_Problem statement_: Pick up the Qimonda and Winbond addendum below after its final sentence and continue it in the same contractual style.

* Begin Excerpt to read *

EX-10.I 11 f01723exv10wi.htm EXHIBIT 10(I) exv10wi
 

Exhibit 10(i)
Qimonda AG
Confidential Materials Omitted and Filed Separately with the
Securities and Exchange Commission.
Confidential Portions denoted by [***].
Second Addendum to the Product Purchase And Capacity Reservation Agreement 300mm
-hereinafter referred to as “Addendum”-
executed by and between
Qimonda AG (“Qimonda”)
and
Winbond Electronics Corporation (“Winbond”).
This Addendum shall become effective on the date of signature by both Parties.
WHEREAS, Infineon and Winbond, on May 02, 2002, have entered into that certain Know How Transfer Agreement regarding Infineon’s 110nm DRAM technology for use with certain DRAM products and that certain Product Purchasing and Capacity Reservation Agreement and its First Addendum related thereto;
WHEREAS, Infineon and Winbond, on August 06, 2004, have entered into a Know How Transfer and License Agreement 90nm and 300mm (the “90nm-License Agreement”) under which Infineon transfers know how for the 90nm-DRAM technology and the 300mm-manufacturing technology for the manufacture of Contract Products and under which Infineon grants to Winbond the license to manufacture, develop, assemble and sell Contract Products only to Infineon and/or its Subsidiaries;
WHEREAS, Infineon and Winbond, on August 06, 2004, have entered into a Product Purchase And Capacity Reservation Agreement 300mm (the “PPCRA 300mm”) by which Infineon is committed to purchase from Winbond and Winbond is committed to sell to Infineon Contract Products and Jointly Developed Products produced by Winbond in its 300mm fab in Taichung for Infineon and/or its Subsidiaries to use, sell and have sold worldwide.

* End Excerpt to read *
* Begin Entries provided *

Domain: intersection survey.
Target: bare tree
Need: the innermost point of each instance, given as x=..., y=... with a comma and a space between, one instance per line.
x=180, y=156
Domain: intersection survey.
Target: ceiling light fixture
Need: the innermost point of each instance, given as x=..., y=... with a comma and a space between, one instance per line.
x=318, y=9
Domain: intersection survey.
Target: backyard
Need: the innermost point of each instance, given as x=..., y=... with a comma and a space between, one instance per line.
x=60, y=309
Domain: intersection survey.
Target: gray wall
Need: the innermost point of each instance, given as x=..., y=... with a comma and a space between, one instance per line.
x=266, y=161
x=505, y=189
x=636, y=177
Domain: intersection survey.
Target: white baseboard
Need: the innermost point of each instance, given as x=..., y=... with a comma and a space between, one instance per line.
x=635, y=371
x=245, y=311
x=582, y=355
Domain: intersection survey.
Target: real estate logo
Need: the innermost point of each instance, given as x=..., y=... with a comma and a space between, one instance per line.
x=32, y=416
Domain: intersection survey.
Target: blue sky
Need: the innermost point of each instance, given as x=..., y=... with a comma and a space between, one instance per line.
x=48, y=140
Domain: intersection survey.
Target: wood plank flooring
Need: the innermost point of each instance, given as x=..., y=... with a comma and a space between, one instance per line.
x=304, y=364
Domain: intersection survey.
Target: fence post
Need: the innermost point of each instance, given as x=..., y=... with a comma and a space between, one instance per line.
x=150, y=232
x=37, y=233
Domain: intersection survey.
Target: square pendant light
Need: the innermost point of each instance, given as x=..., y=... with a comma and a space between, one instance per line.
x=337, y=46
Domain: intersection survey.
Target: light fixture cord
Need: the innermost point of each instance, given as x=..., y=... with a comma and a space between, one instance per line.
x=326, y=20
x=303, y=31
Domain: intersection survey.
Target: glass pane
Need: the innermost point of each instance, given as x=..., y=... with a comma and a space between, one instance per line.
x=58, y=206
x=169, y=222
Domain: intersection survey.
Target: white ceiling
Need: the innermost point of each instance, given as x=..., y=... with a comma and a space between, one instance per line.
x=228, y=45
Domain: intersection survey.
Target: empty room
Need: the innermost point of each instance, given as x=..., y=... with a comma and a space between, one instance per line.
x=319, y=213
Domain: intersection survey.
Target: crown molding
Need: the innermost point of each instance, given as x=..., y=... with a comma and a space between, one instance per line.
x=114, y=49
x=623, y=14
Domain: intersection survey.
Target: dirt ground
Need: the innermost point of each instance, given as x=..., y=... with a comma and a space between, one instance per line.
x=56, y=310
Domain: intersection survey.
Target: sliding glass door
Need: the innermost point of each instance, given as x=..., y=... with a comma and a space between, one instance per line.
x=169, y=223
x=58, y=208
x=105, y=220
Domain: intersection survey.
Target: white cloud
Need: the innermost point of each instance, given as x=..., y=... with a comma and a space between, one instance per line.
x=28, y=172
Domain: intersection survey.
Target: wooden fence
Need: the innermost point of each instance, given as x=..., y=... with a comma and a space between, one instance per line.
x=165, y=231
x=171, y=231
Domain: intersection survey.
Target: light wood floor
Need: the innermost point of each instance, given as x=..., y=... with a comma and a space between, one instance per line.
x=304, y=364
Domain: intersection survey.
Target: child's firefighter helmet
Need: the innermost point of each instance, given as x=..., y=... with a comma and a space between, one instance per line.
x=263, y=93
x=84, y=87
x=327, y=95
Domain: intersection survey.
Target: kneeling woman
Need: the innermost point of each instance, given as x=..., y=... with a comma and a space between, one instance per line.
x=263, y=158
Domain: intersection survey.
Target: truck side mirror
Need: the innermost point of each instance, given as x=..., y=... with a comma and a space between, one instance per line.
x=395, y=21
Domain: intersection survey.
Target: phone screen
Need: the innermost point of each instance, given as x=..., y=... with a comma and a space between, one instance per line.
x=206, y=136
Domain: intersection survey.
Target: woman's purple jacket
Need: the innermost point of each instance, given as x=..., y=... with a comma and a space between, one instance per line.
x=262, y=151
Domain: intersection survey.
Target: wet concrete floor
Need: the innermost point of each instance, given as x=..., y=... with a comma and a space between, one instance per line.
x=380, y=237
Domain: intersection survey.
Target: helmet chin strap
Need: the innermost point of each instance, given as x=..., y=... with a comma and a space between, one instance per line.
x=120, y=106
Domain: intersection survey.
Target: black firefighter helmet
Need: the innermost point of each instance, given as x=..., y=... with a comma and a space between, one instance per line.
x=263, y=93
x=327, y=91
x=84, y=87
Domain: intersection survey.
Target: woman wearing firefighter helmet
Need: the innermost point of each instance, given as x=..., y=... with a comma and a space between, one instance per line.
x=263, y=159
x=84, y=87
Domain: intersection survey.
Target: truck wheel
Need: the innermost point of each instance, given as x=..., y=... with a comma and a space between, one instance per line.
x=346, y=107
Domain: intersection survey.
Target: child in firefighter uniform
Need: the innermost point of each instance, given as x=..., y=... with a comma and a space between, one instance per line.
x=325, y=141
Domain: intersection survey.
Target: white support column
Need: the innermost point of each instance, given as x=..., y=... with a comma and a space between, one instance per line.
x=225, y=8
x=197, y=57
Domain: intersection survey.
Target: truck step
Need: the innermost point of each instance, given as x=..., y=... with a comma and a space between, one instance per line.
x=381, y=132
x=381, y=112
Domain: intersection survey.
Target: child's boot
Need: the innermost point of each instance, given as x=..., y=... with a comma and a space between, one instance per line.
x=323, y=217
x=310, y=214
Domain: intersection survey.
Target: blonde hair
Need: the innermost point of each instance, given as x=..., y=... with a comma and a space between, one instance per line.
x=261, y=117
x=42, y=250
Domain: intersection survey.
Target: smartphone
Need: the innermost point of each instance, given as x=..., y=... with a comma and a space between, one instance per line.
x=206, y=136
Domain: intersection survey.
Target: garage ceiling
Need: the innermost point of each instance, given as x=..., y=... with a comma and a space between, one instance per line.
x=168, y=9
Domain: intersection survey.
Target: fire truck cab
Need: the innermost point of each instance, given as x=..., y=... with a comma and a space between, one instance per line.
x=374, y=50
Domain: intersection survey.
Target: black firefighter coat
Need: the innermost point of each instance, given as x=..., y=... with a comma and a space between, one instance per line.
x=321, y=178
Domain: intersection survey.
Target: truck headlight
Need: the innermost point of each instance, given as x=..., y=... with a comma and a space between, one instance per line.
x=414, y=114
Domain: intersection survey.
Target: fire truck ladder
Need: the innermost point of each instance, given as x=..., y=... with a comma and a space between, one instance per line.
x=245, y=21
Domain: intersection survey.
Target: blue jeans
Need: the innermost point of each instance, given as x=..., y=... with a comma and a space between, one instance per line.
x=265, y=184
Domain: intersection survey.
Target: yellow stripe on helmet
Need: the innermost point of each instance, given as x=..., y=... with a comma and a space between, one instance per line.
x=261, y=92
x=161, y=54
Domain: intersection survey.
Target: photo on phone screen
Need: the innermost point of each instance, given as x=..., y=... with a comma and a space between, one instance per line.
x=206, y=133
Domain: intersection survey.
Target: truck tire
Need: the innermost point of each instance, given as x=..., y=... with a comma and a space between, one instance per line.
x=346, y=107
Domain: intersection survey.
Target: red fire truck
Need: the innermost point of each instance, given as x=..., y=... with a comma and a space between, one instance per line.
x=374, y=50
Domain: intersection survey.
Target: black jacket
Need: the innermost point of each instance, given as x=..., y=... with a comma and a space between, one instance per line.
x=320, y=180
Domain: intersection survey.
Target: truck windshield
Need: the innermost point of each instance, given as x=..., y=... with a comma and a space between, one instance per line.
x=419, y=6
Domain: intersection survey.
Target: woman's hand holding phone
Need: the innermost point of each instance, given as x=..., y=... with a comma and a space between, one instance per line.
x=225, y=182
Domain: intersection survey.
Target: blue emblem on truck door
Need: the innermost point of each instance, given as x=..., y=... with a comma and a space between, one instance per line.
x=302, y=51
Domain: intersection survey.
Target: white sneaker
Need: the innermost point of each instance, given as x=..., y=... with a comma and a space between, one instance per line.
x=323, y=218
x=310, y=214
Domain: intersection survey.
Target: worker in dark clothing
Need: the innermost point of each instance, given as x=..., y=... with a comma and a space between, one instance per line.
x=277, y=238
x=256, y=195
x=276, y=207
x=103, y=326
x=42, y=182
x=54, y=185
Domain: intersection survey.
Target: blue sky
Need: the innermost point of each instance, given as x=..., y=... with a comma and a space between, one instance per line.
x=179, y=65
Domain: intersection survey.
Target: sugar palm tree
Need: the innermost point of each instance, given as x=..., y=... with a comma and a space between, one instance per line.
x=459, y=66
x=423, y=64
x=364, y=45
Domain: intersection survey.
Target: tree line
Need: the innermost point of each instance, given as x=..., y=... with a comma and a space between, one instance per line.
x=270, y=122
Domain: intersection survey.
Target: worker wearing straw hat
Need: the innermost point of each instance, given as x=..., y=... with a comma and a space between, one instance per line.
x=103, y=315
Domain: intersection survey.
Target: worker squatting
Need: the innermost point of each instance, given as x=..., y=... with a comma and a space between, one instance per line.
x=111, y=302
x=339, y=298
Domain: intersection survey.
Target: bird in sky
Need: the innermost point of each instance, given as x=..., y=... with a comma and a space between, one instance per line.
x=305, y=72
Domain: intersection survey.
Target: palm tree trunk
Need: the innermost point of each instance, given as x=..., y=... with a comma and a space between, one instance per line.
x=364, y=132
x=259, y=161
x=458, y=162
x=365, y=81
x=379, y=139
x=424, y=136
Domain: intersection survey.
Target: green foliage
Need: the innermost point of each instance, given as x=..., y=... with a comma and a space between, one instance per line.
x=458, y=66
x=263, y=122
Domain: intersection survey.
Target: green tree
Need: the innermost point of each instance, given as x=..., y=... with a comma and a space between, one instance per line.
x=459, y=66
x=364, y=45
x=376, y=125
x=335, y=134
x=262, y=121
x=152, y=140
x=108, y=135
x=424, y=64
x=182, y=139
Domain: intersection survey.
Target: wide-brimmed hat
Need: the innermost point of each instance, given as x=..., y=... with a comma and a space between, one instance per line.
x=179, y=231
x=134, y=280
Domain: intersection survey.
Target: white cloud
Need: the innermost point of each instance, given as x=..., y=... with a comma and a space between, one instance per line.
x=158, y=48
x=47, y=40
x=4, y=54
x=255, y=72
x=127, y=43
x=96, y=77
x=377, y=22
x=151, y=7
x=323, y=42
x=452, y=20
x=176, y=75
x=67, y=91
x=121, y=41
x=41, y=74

* End Entries provided *

_Result_:
1


 

WHEREAS, Infineon on May 1st, 2006 has assigned all such contracts to Qimonda;
WHEREAS, Qimonda and Winbond, on August 28, 2006, have entered into a First Addendum to the “90nm-License Agreement” and into a First Addendum to the “PPCRA 300mm”;
WHEREAS, Qimonda and Winbond, simultaneously to this Addendum, have entered into a Second Addendum to the Know How Transfer and License Agreement 90nm and 300mm (the “58nm-KVA”). It is understood that effectiveness of this Addendum is dependent upon the effectiveness of the 58nm-KVA;
WHEREAS, Qimonda is committed to purchase from Winbond and Winbond is committed to sell to Qimonda the 70nm-Contract Product and the 58nm-Contract Product produced by Winbond in its 300mm fab in Taichung for Qimonda and/or its Subsidiaries to use, sell and have sold worldwide;
WHEREAS, the Parties further wish to enter into this Addendum to set forth the terms and conditions for the supply of certain products by Winbond to Qimonda;
Now therefore, the Parties hereto agree as follows:
Preamble – Purpose of this Addendum
This Addendum amends and adds provisions to the PPCRA 300mm. Unless expressly set forth herein, the PPCRA 300mm and its Addendum, including its Annexes, shall remain unaltered and in full force and effect.
Capitalized terms not otherwise defined shall have the same meaning as in the PPCRA 300mm.
1.   Definitions
The following definitions shall be added:
1.1   “70nm-Contract Product” shall mean the 1G T70N DRAM-Product including its improved and/or modified versions, designed by or on behalf of Qimonda, described in Annex 1 and manufactured by using the 70nm-Contract Process.

2


 

1.2   “70nm-Contract Process“ shall mean Know How relating to the 70nm DRAM technology process on 300mm Manufacturing Technology.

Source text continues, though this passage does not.